===== Exercise material
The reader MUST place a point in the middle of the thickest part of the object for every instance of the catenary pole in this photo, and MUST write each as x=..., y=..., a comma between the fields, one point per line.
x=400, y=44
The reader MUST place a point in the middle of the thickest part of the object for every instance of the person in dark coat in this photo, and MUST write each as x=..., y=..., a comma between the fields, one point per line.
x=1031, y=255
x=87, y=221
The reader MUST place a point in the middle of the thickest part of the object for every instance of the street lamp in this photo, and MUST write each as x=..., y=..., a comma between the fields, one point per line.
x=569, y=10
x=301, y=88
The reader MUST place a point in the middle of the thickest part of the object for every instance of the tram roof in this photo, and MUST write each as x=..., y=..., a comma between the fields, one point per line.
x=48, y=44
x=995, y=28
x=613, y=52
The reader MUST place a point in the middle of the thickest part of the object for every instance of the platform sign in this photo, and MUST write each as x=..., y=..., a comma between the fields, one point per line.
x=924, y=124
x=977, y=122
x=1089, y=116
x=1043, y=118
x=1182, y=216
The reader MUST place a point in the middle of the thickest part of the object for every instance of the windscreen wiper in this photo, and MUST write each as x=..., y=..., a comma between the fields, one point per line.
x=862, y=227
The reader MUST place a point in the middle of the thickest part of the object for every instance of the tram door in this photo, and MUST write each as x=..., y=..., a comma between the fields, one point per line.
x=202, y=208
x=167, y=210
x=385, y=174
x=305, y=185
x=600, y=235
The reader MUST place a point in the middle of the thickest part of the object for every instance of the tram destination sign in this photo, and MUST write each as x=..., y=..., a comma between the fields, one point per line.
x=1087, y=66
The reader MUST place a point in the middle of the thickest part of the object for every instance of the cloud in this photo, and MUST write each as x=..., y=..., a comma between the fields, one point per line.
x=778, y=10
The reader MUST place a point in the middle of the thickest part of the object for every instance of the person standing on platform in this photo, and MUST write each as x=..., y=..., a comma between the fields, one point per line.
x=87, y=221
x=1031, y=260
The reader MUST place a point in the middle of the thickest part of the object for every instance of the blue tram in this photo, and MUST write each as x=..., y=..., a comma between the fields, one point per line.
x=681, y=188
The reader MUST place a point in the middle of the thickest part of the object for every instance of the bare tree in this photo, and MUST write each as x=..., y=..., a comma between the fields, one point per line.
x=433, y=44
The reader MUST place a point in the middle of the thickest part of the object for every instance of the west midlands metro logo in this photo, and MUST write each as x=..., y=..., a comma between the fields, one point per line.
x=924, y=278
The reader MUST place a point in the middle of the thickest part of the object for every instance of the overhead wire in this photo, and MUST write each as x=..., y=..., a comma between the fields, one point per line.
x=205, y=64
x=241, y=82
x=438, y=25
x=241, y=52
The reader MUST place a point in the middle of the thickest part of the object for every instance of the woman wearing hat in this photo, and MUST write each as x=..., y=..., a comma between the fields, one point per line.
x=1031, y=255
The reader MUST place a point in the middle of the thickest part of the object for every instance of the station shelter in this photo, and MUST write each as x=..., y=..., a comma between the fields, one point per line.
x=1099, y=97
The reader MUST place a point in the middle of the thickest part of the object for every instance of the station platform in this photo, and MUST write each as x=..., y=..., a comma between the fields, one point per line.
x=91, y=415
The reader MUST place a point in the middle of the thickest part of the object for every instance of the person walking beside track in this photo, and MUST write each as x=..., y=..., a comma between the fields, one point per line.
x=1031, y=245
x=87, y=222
==========
▶ [What you have to do] Rewrite the entries above, swapping "the thickest part" for "the widest part" everywhere it appears and leaving everything else as it is.

▶ [Task result]
The reader MUST place a point in the middle of the widest part of the object for every instance of the catenary pole in this photo, and MUST write each as x=..., y=..., a comma between the fields, one point per line.
x=400, y=44
The reader MUST place a point in the middle of the widest part of the object for every instance of the person in dark coat in this photo, and MUST write each as x=..., y=..., a comma between the fields, one point per line.
x=1031, y=255
x=87, y=221
The reader MUST place a point in the middle of the widest part of the object for every instance of the street lamp in this photo, and MUST write each as x=..., y=..., a comma between the fields, one point per line.
x=569, y=10
x=301, y=88
The reader MUST place a point in the middle of the widest part of the object for every instance of the tram roof in this photo, and MUST write each as x=..., y=..., a comma between the fields, one point per line.
x=48, y=44
x=995, y=28
x=613, y=52
The reader MUST place a point in the middle of the widest part of the object for every instance of the platform sign in this photo, and MUST write each as x=..., y=..., a comma between the fields, one point per line.
x=924, y=124
x=977, y=122
x=1089, y=116
x=1043, y=118
x=1182, y=216
The reader MUST place a point in the middle of the widest part of the object for every instance of the windscreen wiper in this photo, and MUST write each as x=..., y=..., a comma between the fields, one point per line.
x=862, y=227
The reader MUST place a point in the middle of the widest part of the object for every instance of the tram door in this photo, and MUST write each as x=..., y=..., a comma between the fields, one point per line.
x=202, y=208
x=167, y=210
x=385, y=174
x=305, y=185
x=600, y=235
The reader MUST place a point in the middle of the widest part of the object for every instance of the tram destination sign in this photo, and MUST write each as x=..., y=..., a comma between the fields, one point per line.
x=1087, y=66
The reader MUST place a point in the middle of the widest part of the object for every instance of the cloud in this photo, and MUST write each as x=..., y=..., a comma between the fields, one point per line.
x=778, y=10
The reader MUST place a point in the middle of the widest part of the object for every instance of the person standing on platform in this photo, and MUST write each as x=..., y=..., a comma between the fields, one point per line.
x=87, y=221
x=1031, y=260
The reader MUST place a point in the middle of the widest part of the object for every instance of the blue tram in this photo, and MUST write each as x=..., y=..., a comma between the fields, one point per line.
x=681, y=188
The reader MUST place a point in the middle of the widest part of the object for every instance of the bare tree in this photo, and MUST write each as x=..., y=..., a comma between the fields, one point per line.
x=433, y=44
The reader MUST place a point in the middle of the widest part of the object for every instance of the west midlands metro logo in this photo, and MUST write each as x=..., y=..., a comma between the fields, one point per line.
x=924, y=278
The reader MUST place a point in the middle of the widest part of the object for every instance of the overhead wire in this photo, and MUST write each as x=..., y=..., a comma between the fields, one point per line.
x=205, y=64
x=241, y=82
x=438, y=25
x=241, y=52
The reader MUST place a point in the middle of the widest part of the object for every instance of the woman wearing hat in this photo, and MUST write each as x=..., y=..., a comma between the fields, one point per line.
x=1031, y=255
The reader MUST place a point in the middle of the widest part of the object for every instance of the station shelter in this photo, and MUST write each as x=..., y=..., a comma between the fields, one point per line.
x=1099, y=97
The reader MUST place a point in the middle of the widest part of the object for every instance of the station platform in this photo, and MUST write each as x=..., y=..., a comma between the fields, one point per line.
x=91, y=415
The reader MUST place a point in the middle of the widest part of the object for every instance of the person walking beside track in this photo, and MUST write each as x=..., y=..., a comma between the fields, one point per line.
x=1031, y=245
x=87, y=222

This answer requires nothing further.